Restate exactly the lines that run from the start of the records below to the line containing "stroller wheel in this photo.", counting both ends, and nothing else; pictures stay out.

[Opening Supplied records section]

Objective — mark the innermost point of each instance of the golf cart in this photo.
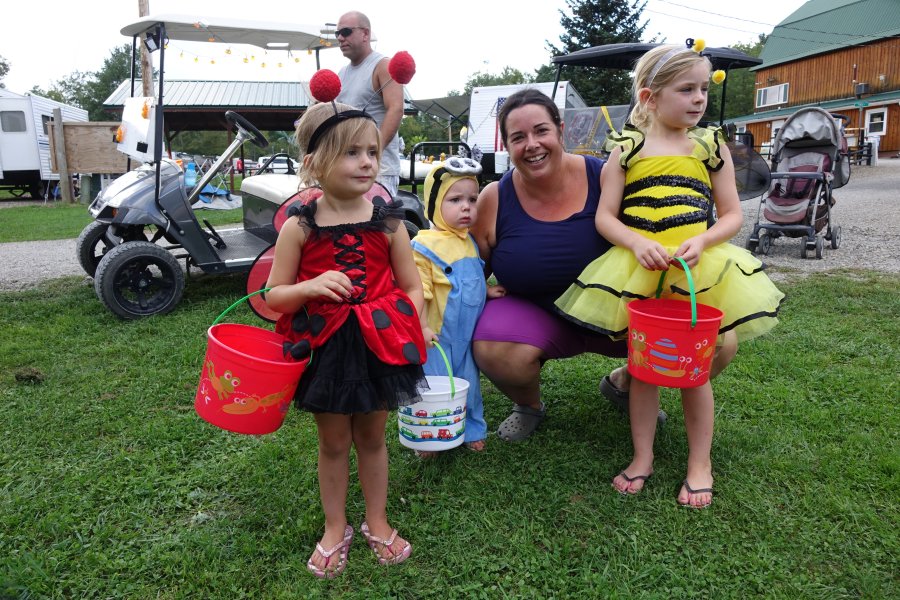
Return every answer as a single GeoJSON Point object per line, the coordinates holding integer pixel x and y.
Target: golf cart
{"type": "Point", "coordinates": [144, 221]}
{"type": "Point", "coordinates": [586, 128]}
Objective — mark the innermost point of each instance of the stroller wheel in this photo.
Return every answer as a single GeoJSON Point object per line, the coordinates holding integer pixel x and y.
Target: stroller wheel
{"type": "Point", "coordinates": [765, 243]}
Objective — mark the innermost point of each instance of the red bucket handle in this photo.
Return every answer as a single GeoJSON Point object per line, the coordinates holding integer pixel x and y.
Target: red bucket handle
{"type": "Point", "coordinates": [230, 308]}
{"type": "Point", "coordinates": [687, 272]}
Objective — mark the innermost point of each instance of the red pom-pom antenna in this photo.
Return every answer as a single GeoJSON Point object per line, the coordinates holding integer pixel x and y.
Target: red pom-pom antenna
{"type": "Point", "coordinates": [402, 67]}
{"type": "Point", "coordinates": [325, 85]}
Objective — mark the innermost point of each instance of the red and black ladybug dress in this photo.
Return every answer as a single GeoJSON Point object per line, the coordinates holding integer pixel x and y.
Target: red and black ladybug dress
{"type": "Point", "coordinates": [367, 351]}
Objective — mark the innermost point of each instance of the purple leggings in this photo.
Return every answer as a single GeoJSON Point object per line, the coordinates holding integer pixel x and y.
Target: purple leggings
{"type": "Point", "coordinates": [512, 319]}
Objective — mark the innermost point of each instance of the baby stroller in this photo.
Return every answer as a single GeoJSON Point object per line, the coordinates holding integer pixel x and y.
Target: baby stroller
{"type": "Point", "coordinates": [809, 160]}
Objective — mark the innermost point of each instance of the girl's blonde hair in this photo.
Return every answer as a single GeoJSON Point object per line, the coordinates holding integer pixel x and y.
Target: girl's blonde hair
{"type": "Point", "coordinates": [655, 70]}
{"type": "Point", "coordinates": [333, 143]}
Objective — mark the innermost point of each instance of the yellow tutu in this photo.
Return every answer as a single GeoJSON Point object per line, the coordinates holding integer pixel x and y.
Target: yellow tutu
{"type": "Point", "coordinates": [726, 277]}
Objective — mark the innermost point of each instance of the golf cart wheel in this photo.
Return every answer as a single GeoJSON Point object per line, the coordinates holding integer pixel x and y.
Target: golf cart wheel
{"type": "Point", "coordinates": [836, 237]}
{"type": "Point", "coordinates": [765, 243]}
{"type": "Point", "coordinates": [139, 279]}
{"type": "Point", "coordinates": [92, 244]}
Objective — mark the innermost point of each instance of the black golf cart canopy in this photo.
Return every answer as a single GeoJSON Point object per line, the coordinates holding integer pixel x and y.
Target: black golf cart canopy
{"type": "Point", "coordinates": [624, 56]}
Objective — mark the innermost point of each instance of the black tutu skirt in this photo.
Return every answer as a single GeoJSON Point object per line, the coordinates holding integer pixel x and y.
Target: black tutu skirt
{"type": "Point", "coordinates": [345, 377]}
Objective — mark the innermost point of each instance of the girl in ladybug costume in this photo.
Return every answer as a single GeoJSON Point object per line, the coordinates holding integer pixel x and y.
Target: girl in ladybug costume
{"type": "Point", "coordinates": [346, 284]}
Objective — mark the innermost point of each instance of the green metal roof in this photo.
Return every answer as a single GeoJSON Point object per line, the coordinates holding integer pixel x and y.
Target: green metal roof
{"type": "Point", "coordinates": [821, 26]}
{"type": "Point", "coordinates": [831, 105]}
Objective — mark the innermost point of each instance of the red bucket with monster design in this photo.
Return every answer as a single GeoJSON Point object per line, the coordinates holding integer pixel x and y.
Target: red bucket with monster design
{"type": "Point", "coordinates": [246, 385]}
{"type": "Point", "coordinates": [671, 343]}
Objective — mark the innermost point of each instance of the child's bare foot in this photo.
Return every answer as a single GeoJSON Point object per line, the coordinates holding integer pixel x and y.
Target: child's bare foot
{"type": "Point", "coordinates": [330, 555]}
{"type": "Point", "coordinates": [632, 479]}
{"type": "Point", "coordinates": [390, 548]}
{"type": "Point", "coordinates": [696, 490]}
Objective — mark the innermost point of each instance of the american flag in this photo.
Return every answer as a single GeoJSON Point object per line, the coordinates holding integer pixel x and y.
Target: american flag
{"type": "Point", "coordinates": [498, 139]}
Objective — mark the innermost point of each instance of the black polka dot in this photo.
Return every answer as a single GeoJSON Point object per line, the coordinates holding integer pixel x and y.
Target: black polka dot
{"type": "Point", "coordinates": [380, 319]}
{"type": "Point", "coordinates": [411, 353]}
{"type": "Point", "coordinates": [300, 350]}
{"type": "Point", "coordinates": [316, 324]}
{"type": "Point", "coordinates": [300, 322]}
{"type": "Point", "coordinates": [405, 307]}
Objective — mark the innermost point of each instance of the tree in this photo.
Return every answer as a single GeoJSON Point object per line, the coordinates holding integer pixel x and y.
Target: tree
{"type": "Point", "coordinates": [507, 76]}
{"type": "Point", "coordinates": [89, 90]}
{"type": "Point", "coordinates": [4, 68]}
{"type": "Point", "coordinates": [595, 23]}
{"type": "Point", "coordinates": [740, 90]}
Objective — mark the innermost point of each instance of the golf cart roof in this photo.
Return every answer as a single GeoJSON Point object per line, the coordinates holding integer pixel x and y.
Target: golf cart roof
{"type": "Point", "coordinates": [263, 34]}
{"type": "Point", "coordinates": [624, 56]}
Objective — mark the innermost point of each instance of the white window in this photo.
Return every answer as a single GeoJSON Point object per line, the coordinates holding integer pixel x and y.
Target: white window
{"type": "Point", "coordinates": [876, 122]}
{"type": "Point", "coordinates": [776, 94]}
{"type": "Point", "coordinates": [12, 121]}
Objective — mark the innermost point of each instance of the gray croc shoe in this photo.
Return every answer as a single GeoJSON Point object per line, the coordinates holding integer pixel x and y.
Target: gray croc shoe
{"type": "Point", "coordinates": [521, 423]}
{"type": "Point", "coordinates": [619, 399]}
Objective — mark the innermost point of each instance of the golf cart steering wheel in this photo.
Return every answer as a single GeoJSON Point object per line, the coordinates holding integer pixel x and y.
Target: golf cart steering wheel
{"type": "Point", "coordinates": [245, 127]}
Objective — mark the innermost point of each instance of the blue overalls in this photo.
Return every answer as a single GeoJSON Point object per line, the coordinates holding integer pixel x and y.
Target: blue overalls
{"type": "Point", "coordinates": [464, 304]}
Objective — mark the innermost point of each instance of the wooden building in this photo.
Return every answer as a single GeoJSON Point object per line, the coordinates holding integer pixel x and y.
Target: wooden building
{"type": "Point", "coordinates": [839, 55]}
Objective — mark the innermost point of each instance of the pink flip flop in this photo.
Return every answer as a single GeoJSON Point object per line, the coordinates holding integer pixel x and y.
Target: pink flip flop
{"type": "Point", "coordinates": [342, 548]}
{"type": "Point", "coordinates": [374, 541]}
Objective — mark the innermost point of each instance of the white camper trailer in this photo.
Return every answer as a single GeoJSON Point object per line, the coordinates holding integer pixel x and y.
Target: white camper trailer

[Closing Supplied records section]

Exercise output:
Objective — mark the innermost point of each instance of the golf cart in this photo.
Return every answer as a single GeoJSON Point object per line, the coordinates holding integer pixel x and y.
Target: golf cart
{"type": "Point", "coordinates": [144, 221]}
{"type": "Point", "coordinates": [586, 128]}
Objective — mark the innermost point of each instance of the stroller wheel in this photo.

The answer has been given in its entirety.